== Excerpt provided

Africa needs around 470 million doses to accomplish the global target of fully vaccinating 40 per cent of its population by the end of 2021, the World Health Organisation (WHO) said on Thursday.

The international COVAX initiative aimed at guaranteeing global access to the vaccines, recently announced that it was being forced to slash planned deliveries to Africa, by around 150 million doses this year.

The scheme is now expected to deliver 470 million doses through the end of December. These will be enough to protect just 17 per cent of the continent, far below the 40 per cent target.

To reach the end-year target, that 470 million figure needs to double, even if all planned shipments via COVAX and the African Union are delivered.

WHO Regional Director for Africa, Matshidiso Moeti, said that “export bans and vaccine hoarding have a chokehold on vaccine supplies to Africa.

“As long as rich countries lock COVAX out of the market, Africa will miss its vaccination goals. The huge gap in vaccine equity is not closing anywhere near fast enough.

“It is time for vaccine manufacturing countries to open the gates and help protect those facing the greatest risk,” Moeti said in a statement.

Besides export bans, challenges in boosting production and delays in approvals have constrained deliveries. COVAX has called for donor countries to share their supply schedules to give more clarity on deliveries.

The initiative has also called for countries with enough doses, to give up their place in the queue. Manufacturers must deliver in line with their prior commitments, and countries that are well-advanced must expand and accelerate donations.

About 95 million more doses are set to arrive in Africa via COVAX throughout September, which will be the largest shipment the continent has taken on board for any month so far.

No fewer than 50 million people or 3.6 per cent of its population has been inoculated to date.

Only around two per cent of the nearly six billion doses administered globally have gone to Africans.

The European Union and the United Kingdom have vaccinated over 60 per cent of their populations and high-income countries have administered 48 times more doses per person, than low-income nations.

====
== Supplied data

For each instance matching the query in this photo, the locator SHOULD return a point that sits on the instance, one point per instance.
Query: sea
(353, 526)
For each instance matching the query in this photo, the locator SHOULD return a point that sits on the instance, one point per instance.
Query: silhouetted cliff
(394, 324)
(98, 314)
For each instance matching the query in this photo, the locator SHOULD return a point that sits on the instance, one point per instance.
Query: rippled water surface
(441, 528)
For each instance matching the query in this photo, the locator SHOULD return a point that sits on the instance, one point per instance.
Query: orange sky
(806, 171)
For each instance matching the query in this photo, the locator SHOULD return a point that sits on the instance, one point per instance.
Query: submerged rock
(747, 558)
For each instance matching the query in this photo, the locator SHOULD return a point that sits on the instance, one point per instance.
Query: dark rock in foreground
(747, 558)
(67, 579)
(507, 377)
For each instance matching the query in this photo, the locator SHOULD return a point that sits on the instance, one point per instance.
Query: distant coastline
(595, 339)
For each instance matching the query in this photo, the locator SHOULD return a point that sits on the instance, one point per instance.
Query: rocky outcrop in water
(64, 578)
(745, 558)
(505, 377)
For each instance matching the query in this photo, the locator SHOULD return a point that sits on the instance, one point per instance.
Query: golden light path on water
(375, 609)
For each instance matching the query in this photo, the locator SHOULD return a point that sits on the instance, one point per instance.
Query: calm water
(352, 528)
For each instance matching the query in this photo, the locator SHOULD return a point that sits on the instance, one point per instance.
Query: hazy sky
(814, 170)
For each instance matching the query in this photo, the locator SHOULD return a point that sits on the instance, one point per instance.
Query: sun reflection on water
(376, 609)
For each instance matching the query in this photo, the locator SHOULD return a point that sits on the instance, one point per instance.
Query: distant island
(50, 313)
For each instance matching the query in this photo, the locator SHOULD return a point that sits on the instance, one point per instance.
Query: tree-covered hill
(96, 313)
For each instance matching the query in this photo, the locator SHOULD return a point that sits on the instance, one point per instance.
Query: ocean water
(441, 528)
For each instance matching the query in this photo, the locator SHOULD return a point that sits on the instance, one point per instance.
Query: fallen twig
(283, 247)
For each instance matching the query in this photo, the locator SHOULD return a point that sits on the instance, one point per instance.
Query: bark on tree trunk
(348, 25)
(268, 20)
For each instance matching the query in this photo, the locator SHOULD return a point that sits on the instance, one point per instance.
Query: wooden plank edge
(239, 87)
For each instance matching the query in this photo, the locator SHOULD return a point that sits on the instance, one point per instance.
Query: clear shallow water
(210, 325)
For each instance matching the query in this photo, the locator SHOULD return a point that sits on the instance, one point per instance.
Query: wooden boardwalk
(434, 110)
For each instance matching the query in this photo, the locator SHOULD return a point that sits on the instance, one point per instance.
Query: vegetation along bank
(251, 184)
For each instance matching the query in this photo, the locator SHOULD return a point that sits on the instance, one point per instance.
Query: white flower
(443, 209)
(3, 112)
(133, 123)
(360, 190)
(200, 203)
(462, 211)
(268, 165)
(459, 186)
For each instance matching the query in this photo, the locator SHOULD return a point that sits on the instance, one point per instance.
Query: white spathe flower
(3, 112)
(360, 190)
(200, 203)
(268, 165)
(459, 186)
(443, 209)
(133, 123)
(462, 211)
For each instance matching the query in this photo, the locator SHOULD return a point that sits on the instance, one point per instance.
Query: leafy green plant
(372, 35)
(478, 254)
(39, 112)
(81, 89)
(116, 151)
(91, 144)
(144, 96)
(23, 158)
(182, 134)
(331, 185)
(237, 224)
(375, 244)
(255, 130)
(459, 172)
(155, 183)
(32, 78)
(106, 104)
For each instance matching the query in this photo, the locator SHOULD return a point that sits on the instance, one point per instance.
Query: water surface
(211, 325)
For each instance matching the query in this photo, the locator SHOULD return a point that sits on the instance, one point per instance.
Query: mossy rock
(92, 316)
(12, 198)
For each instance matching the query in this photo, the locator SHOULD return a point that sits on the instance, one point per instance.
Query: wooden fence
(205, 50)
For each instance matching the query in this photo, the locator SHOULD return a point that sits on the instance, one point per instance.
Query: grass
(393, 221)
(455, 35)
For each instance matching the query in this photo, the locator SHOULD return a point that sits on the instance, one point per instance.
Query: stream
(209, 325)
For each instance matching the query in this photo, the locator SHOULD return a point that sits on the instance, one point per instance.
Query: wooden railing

====

#### [What you have to do]
Continue the news report on Africa's COVID-19 vaccine shortfall, picking up after its last sentence.

#### [Final answer]
“The staggering inequity and severe lag in shipments of vaccines threatens to turn areas in Africa with low vaccination rates into breeding grounds for vaccine-resistant variants.

“This could end up sending the whole world back to square one,” Moeti warned.

WHO is ramping up support to African countries to identify and address gaps in their COVID-19 vaccine rollouts.

The agency has assisted 15 countries in conducting intra-action reviews and offered recommendations for improvements. The reviews have shown that vaccine supply security and uncertainty around deliveries has been a major impediment.

With over 300 staff in place across Africa supporting the COVID-19 response, WHO is deploying experts and producing support plans in specific areas, including securing staff, financing, strengthening supply chains and logistics, and boosting demand for vaccines.

As of Sept. 14, there were 8.06 million COVID-19 cases recorded in Africa and while the third wave wanes, there were nearly 125,000 new cases in the week ending on Sept. 22.

This represents a 27 per cent drop from the previous week, but weekly new cases are still at about the peak of the first wave, and 19 countries continue to report high or fast-rising case numbers.

Deaths fell by 19 per cent across Africa, to 2,531 reported in the week to Sept. 12.

The highly transmissible Delta variant has been found in 31 African countries.